Contains our assets dir for Gitlab CI

Manifests get installed with install.sh script.

Example:

install.sh android-build

Pre-install steps and additional info

We use Ubuntu Server 14.04 LTS distro for the server. You may need your pem keys (private_key.pkcs7.pem, public_key.pkcs7.pem) to get secure variables.

Steps to setup:

  • Place your keys for hiera-eyaml in paths:
    • pkcs7_private_key: /etc/puppet/keys/eyaml/private_key.pkcs7.pem
    • pkcs7_public_key: /etc/puppet/keys/eyaml/public_key.pkcs7.pem
  • Run install.sh script. It should automatically install their dependencies.

Remote upload

It's possible to upload files remotely. Define this environment variables:

  • BUILD_EXPORT_REMOTE_HOST - remote host to copy directory to
  • BUILD_EXPORT_REMOTE_USER - host user to copy remote dir

Paths stay the same for remote upload like for local upload

Installation

It's possible to enable stdout of child commands with DEBUG env var: DEBUG=y install.sh manifest

Runner provision

Included in the gitlab-runner manifest:

install.sh gitlab-runner

Android build server

Combined with Gitlab CI Runner setup.

────────────────────────────────────────

▶ _STATED EXERCISE 1_
Reproduce every record below line for line, with no changes.
The records that follow are unrelated to the GitLab CI setup notes.

────────────────────────────────────────

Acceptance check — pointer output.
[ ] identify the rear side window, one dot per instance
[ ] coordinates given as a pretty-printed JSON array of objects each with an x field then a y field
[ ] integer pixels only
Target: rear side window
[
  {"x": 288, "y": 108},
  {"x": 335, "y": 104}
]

────────────────────────────────────────

▶ _STATED EXERCISE 2_
Rewrite the GitLab CI setup notes between "Pre-install steps and" and "get secure variables.", inclusive, substituting "Ubuntu Server 16.04 LTS" for "Ubuntu Server 14.04 LTS".

▶ _EXERCISE RESPONSE 1_
Acceptance check — pointer output.
[ ] identify the rear side window, one dot per instance
[ ] coordinates given as a pretty-printed JSON array of objects each with an x field then a y field
[ ] integer pixels only
Target: rear side window
[
  {"x": 288, "y": 108},
  {"x": 335, "y": 104}
]

▶ _EXERCISE RESPONSE 2_
Pre-install steps and additional info

We use Ubuntu Server 16.04 LTS distro for the server. You may need your pem keys (private_key.pkcs7.pem, public_key.pkcs7.pem) to get secure variables.